### Complete the following
1 > In the vitamin A excerpt, how many micrograms of ingested beta carotene convert to 1 retinol equivalent?
2 > Summarize the vitamin A excerpt in two sentences.
3 > Translate this sentence from the vitamin A excerpt into Spanish: "In fact, juicing vegetables has become popular among health food advocates."

### Document extract
Foods with high vitamin A content.

	% DV1	Vitamin A (IU)	Retinol	Beta carotene
Turkey liver (100 gm)	1507	75,333	+	−
Paprika (7 gm)	74	3,691	−	+
Sweet potato (medium)	438	21,908	−	+
Carrot (medium)	204	10,191	−	+
Spinach (100 gm)	188	9,385	−	+
Lettuce (100 gm)	150	7,492	−	+
Cantaloupe (100 gm)	68	3,382	−	+
Carrot juice (8 oz)	1000	49,988	−	+
V8 vegetable juice (8 oz)	40	1,996	−	+

Note:

¹Based on a daily value of 5,000 IU of Vitamin A. USDA National Nutrient Database.

Calculation of vitamin A and beta carotene intake during pregnancy

The absorption, metabolism, storage, and excretion of beta carotene and retinol in the mother are not completely understood; however, most investigators agree that consumption of these forms of vitamin A is related to maternal serum levels.^38–40 In one study, maternal diet influenced cord levels of beta carotene, but not vitamin A.⁴¹ Absorption of beta carotene from raw carrots and a low fat diet is very low compared to carrot juice.⁴² According to current literature, 6 μg of ingested beta carotene convert to 1 retinol equivalent, or 1 μg retinol, but ratios have ranged from 3.3:1 to 26:1.^43,44

Based on the discussion above, it may be apparent that maternal ingestion of non-beta carotene sources of vitamin A in foods + fortified foods + nutritional supplements would not likely elevate retinoic acid levels in the fetus to teratogenic levels. Obviously, excesses, such as a daily diet of liver or a non-compliant excess of multivitamins, could tip the balance.

For years, ingestion of what some may consider excesses of beta carotene has been deemed safe.^45,46 Carotenemia has rarely been associated with ill health.^47–49 In fact, juicing vegetables has become popular among health food advocates. However, if the fetus cannot store beta carotene and converts most of it to retinoic acids, levels could become teratogenic, especially when added to the retinoic acids derived from other sources.

### Data to examine
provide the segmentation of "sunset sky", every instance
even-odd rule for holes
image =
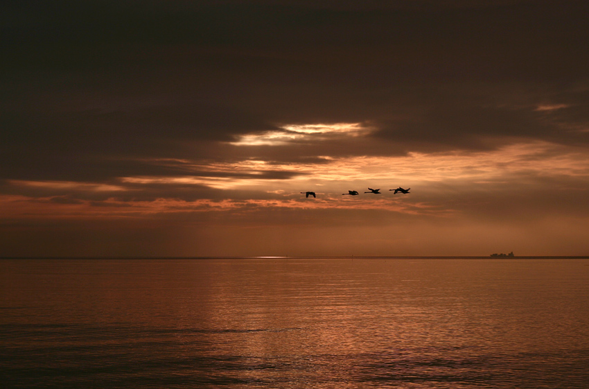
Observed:
[[[586,0],[0,7],[0,256],[589,254]]]

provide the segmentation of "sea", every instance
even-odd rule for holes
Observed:
[[[0,388],[586,389],[589,259],[3,259]]]

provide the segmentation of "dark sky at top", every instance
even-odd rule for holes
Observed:
[[[309,174],[301,164],[320,166],[325,156],[493,153],[540,142],[551,148],[538,161],[573,153],[581,165],[534,176],[534,189],[565,182],[578,196],[557,208],[589,216],[587,171],[579,170],[589,143],[586,1],[5,3],[2,196],[94,206],[267,200],[276,196],[204,182],[87,189],[123,185],[121,178],[286,182]],[[339,123],[371,130],[235,143],[288,133],[288,126]],[[292,168],[215,167],[253,159]],[[522,190],[518,204],[534,203]],[[26,234],[32,222],[20,217],[3,228],[21,236],[16,223]],[[234,225],[229,219],[222,224]]]

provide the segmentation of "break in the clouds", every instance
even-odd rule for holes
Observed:
[[[231,254],[310,252],[297,242],[322,254],[466,254],[448,239],[535,254],[538,236],[543,252],[585,250],[585,1],[1,7],[10,253],[50,230],[94,242],[43,241],[54,253],[98,250],[108,223],[129,248],[149,236],[162,254],[222,254],[231,240]],[[369,186],[383,193],[342,197]],[[411,195],[388,191],[398,186]],[[308,225],[334,232],[313,240]]]

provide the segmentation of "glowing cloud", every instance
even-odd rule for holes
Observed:
[[[281,130],[241,135],[234,146],[280,146],[292,142],[321,141],[335,137],[358,137],[372,130],[360,123],[287,125]]]

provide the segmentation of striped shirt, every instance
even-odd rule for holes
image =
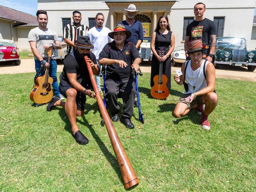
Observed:
[[[75,41],[77,40],[77,37],[79,35],[87,35],[88,30],[89,28],[86,25],[80,24],[79,27],[77,27],[74,24],[73,22],[71,24],[68,24],[64,28],[63,39],[68,39],[75,43]],[[69,45],[67,45],[67,54],[72,52],[73,50],[73,47]]]

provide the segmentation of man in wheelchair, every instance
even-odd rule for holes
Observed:
[[[112,120],[116,122],[119,120],[119,93],[123,103],[120,121],[126,127],[133,129],[134,125],[131,117],[133,114],[136,92],[132,70],[134,69],[138,72],[141,60],[135,45],[125,41],[131,35],[123,25],[115,26],[114,32],[108,34],[114,41],[105,45],[99,54],[99,63],[107,65],[105,97],[109,102],[108,107],[112,113]]]

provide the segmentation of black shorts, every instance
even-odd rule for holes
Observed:
[[[66,98],[67,98],[66,91],[69,89],[72,88],[73,89],[71,86],[68,87],[64,87],[60,84],[60,86],[59,86],[59,90],[60,91],[60,93]],[[85,102],[86,101],[86,96],[84,93],[82,93],[77,90],[77,97],[76,98],[76,103],[77,106],[77,110],[84,111]]]

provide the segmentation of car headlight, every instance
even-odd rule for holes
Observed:
[[[254,57],[254,54],[253,53],[249,53],[248,54],[248,57],[249,58],[252,58]]]
[[[225,56],[226,57],[229,57],[230,55],[230,54],[229,52],[228,52],[227,51],[225,52],[225,53],[224,53],[224,56]]]

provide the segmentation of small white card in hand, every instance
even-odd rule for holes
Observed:
[[[176,74],[178,76],[180,76],[181,75],[182,75],[182,72],[181,72],[181,70],[180,69],[177,69],[176,70]]]

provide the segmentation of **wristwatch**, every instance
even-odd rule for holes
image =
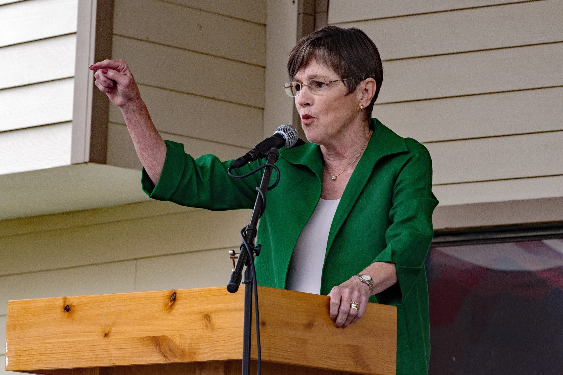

### Responses to the tasks
1 > 6 μg

2 > The excerpt lists foods high in vitamin A, such as turkey liver, sweet potato and carrot juice, and says most researchers agree that a mother's intake of retinol and beta carotene is related to her serum levels. It argues that non-beta carotene sources of vitamin A are unlikely to raise fetal retinoic acid to teratogenic levels unless taken in excess, and that beta carotene, long deemed safe, could become teratogenic if the fetus converts most of it to retinoic acids.

3 > De hecho, hacer jugo de verduras se ha vuelto popular entre los defensores de la alimentación saludable.